[Referring expression pointing data]
*** Block opens ***
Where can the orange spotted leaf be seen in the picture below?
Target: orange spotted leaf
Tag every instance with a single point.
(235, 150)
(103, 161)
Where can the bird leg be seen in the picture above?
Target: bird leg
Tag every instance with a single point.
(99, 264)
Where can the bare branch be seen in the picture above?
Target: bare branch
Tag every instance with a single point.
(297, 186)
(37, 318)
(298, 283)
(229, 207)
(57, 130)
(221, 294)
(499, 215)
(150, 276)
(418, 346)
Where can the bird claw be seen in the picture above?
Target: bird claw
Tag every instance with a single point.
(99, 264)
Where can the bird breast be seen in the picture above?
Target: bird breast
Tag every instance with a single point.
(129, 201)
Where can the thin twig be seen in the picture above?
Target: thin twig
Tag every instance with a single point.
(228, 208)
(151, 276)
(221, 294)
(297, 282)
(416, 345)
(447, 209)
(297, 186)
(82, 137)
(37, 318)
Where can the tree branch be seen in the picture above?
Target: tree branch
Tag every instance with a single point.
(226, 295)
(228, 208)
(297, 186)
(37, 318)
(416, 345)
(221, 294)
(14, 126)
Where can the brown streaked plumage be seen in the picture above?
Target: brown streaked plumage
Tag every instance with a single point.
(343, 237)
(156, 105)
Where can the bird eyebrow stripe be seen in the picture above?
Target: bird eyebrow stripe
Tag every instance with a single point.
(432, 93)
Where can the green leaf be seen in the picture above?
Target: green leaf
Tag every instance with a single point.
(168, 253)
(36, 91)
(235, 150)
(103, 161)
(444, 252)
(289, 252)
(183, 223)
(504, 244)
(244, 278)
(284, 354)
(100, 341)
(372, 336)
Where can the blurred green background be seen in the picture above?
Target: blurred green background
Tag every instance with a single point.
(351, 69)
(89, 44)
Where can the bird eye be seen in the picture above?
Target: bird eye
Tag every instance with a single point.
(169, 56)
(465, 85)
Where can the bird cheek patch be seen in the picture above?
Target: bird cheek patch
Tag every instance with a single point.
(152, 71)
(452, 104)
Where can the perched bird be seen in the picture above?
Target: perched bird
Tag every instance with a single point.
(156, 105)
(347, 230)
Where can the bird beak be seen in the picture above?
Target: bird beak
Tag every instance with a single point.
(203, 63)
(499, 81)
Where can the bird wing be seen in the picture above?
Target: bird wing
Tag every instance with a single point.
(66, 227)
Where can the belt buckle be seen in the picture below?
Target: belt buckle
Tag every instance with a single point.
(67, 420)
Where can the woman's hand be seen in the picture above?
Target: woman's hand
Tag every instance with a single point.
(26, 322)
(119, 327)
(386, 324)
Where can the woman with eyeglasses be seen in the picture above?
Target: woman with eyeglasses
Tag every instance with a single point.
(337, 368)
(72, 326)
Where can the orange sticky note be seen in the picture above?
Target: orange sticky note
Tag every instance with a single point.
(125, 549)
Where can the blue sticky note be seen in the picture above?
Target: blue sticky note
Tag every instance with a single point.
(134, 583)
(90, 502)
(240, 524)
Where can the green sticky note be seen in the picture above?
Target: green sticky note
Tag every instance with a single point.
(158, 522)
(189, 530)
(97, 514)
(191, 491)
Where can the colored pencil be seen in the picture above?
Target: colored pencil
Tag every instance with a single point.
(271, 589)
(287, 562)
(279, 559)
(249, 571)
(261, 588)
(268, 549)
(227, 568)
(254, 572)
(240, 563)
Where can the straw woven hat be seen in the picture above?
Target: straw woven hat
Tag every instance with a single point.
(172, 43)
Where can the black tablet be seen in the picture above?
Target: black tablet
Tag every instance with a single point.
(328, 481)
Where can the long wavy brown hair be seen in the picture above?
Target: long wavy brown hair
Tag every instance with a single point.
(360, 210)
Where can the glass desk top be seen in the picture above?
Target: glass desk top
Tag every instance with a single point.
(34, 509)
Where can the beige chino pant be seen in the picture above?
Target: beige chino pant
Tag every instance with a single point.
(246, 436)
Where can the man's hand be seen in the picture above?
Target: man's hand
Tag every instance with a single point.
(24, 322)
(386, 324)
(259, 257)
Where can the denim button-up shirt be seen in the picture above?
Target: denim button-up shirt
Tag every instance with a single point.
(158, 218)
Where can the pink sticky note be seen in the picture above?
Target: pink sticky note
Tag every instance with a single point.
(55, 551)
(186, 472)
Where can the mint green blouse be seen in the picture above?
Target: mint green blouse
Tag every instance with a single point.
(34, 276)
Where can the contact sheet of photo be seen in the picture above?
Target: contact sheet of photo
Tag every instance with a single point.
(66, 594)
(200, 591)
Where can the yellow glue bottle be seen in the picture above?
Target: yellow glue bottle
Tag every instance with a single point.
*** Block closes ***
* **WHAT YOU WILL DO**
Each entry needs to be copied out exactly.

* **EXERCISE RESPONSE**
Where can the orange spotted leaf be seen in the picture below?
Target: orange spotted leaf
Tag every instance with a single point.
(235, 150)
(103, 161)
Where can the bird leg be seen in the picture above?
Target: bird leg
Tag every instance with a single point.
(99, 264)
Where can the bare branch be seen in the picture above?
Target: bare branch
Tag every instance with a single point.
(297, 186)
(37, 318)
(298, 283)
(229, 207)
(57, 130)
(221, 294)
(499, 215)
(150, 276)
(418, 346)
Where can the bird claw be seen in the picture above?
Target: bird claw
Tag every instance with a single point.
(99, 264)
Where can the bird breast be seen in the picture above?
Target: bird breast
Tag every instance with a single point.
(129, 201)
Where can the thin twig be seen in the picture above?
Target: thin twig
Tag every instance with a single point.
(228, 208)
(151, 276)
(221, 294)
(297, 282)
(416, 345)
(447, 209)
(297, 186)
(82, 137)
(37, 318)
Where can the tree branch be seen in the picture above?
Target: tree branch
Tag every instance with a single point.
(226, 295)
(228, 208)
(297, 186)
(37, 318)
(416, 345)
(221, 294)
(14, 126)
Where can the brown streaked plumage be seen in the picture above?
Target: brown streaked plumage
Tag every instance with a single point.
(343, 237)
(156, 105)
Where can the bird eyebrow stripe be seen in the picture above?
Target: bird eyebrow stripe
Tag every instance with a single point.
(432, 93)
Where can the green leaf be seen in the picture above?
Target: green leaf
Tag every instance with a single point.
(168, 253)
(36, 91)
(235, 150)
(103, 161)
(444, 252)
(289, 252)
(183, 223)
(504, 244)
(244, 278)
(284, 354)
(100, 341)
(372, 336)
Where can the blurred green background be seen in the picture above?
Target: blurred green background
Tag every instance with a single point.
(351, 69)
(89, 44)
Where can the bird eye be seen in the picture above?
Target: bird eye
Tag every instance with a single point.
(169, 56)
(465, 85)
Where can the bird cheek patch be seen in the picture above?
Target: bird cheek patch
Tag every instance with a single point.
(152, 71)
(452, 104)
Where can the perched bird be seen in the picture above?
Target: perched bird
Tag every instance with a single point.
(156, 105)
(347, 230)
Where can the bird beak be seen in the picture above?
Target: bird beak
Tag every instance with a single point.
(203, 63)
(499, 81)
Where can the bird wing be seen in the picture above?
Target: bird wing
Tag every instance with a single point.
(66, 227)
Where can the belt buckle be seen in the picture below?
Target: belt buckle
Tag every instance with a single point.
(67, 420)
Where can the woman's hand be seen in the picture above?
Target: woman's hand
Tag every instance with a single point.
(26, 322)
(119, 327)
(386, 324)
Where can the woman with eyeglasses be seen in the picture above?
Target: woman with eyeglasses
Tag every instance with a single point.
(337, 368)
(72, 326)
Where can the orange sticky note be seen in the picture above?
Target: orange sticky note
Tag every instance with a single point.
(125, 549)
Where can the blue sticky note be seen in the picture above?
Target: blue sticky note
Tag every instance with a single point.
(134, 583)
(90, 502)
(240, 524)
Where can the green sticky note be seen in the picture above?
Target: green sticky note
Tag every instance with a single point.
(158, 522)
(189, 530)
(97, 514)
(191, 491)
Where can the colored pencil be seen in the picture above?
Target: colored pencil
Tag every instance with a single point.
(271, 589)
(287, 562)
(279, 559)
(249, 571)
(261, 588)
(268, 549)
(227, 568)
(254, 572)
(240, 563)
Where can the straw woven hat be seen in the picture above?
Target: straw woven hat
Tag every instance with a single point.
(172, 43)
Where can the black tablet be seen in the picture above?
Target: black tablet
Tag every instance with a single point.
(328, 481)
Where can the long wavy brown hair be seen in the picture above?
Target: long wavy brown hair
Tag every instance with a single point.
(360, 210)
Where can the glass desk top be seen in the picture above?
Target: glass desk top
Tag every instance with a single point.
(34, 509)
Where can the beige chino pant be seen in the picture above?
Target: beige chino pant
Tag every instance with a single point.
(246, 436)
Where can the man's hand be seen in the picture above?
Target: man's hand
Tag every instance with a single point.
(24, 322)
(386, 324)
(259, 257)
Where can the denim button-up shirt be seen in the picture above?
Target: denim button-up shirt
Tag every instance with a single point.
(158, 218)
Where can the pink sticky note be seen in the picture above?
Target: pink sticky note
Tag every instance with a single point.
(55, 551)
(186, 472)
Where can the mint green blouse be seen in the picture above?
Target: mint green blouse
Tag every instance with a single point.
(34, 276)
Where can the contact sheet of photo be seen in the picture above?
Target: contact sheet of photo
Tag every instance with a single point.
(66, 594)
(200, 591)
Where can the yellow glue bottle be seen in the picture above?
Target: yellow glue bottle
Tag every instance with a single point.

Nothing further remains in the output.